[Extracted records]
________________________

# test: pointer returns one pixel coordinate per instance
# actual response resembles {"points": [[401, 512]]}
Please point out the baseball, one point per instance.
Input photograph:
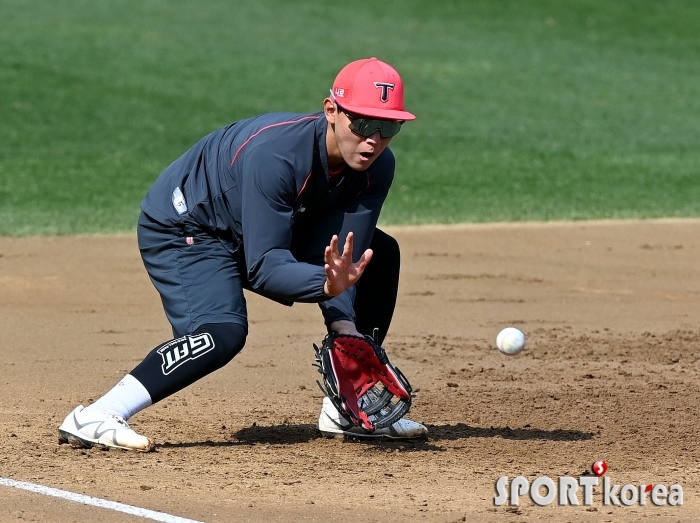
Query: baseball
{"points": [[510, 341]]}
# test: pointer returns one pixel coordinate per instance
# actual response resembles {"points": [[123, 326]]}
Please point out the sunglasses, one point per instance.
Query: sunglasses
{"points": [[366, 127]]}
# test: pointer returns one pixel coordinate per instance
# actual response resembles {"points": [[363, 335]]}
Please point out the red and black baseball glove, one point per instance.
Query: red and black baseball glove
{"points": [[361, 382]]}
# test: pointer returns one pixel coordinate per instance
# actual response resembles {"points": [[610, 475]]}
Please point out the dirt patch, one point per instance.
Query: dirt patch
{"points": [[610, 372]]}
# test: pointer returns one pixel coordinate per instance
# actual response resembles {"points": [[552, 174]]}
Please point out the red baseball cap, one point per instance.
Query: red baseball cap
{"points": [[371, 87]]}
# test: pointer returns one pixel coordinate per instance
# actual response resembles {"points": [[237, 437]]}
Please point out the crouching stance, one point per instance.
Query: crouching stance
{"points": [[261, 205]]}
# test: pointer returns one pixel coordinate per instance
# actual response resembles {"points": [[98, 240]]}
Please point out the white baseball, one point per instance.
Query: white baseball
{"points": [[510, 341]]}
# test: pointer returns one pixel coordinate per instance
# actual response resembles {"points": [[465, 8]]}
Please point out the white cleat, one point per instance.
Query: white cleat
{"points": [[101, 429], [333, 425]]}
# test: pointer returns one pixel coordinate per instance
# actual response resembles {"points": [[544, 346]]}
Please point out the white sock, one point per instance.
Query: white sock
{"points": [[127, 398]]}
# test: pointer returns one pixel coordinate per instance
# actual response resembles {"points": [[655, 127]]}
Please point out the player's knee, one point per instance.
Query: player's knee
{"points": [[386, 248], [229, 339]]}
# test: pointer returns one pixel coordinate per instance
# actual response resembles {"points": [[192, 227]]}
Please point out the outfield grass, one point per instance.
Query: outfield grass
{"points": [[527, 110]]}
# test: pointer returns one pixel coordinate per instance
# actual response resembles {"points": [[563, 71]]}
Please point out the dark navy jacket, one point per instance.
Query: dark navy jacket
{"points": [[262, 186]]}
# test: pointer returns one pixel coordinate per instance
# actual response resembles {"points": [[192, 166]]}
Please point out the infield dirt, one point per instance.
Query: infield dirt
{"points": [[610, 371]]}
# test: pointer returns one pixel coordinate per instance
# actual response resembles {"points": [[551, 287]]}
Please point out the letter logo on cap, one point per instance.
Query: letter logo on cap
{"points": [[385, 90]]}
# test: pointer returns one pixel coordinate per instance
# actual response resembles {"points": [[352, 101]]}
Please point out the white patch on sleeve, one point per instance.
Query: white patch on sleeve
{"points": [[179, 201]]}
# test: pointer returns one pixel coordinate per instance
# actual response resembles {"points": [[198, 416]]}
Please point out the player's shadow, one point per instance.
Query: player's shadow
{"points": [[464, 431], [303, 433], [291, 434]]}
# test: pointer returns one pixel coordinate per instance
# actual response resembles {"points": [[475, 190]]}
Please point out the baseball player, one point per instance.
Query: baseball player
{"points": [[264, 204]]}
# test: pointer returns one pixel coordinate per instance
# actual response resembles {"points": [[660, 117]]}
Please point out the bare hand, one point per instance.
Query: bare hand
{"points": [[341, 272]]}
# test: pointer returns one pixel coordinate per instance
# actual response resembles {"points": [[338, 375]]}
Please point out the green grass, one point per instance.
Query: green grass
{"points": [[527, 110]]}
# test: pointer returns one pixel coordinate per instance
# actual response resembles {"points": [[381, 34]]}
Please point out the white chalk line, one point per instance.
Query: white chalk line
{"points": [[96, 502]]}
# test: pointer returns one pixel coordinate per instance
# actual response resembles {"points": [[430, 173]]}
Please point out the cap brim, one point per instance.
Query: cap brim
{"points": [[384, 114]]}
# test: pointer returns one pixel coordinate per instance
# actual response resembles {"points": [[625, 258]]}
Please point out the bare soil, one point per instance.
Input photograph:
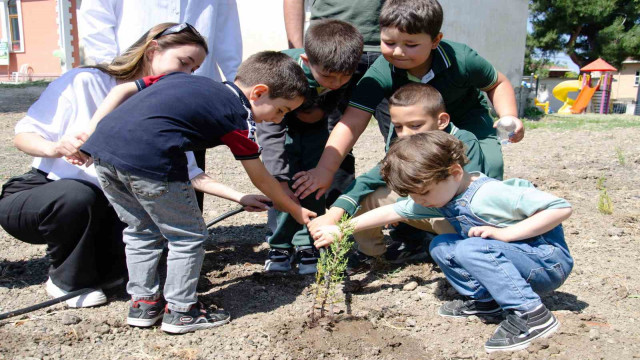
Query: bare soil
{"points": [[598, 306]]}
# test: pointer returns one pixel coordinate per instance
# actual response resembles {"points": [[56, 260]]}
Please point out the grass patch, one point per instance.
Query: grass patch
{"points": [[40, 83], [593, 122]]}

________________________

Challenge
Gather every line of the records above that contains the string "dirt" and copy each one out in full.

Task answer
Please point out the dirt patch, one point per instance.
Query: dirt patch
Please point out the infield dirt, one point per instance.
Query: infield dirt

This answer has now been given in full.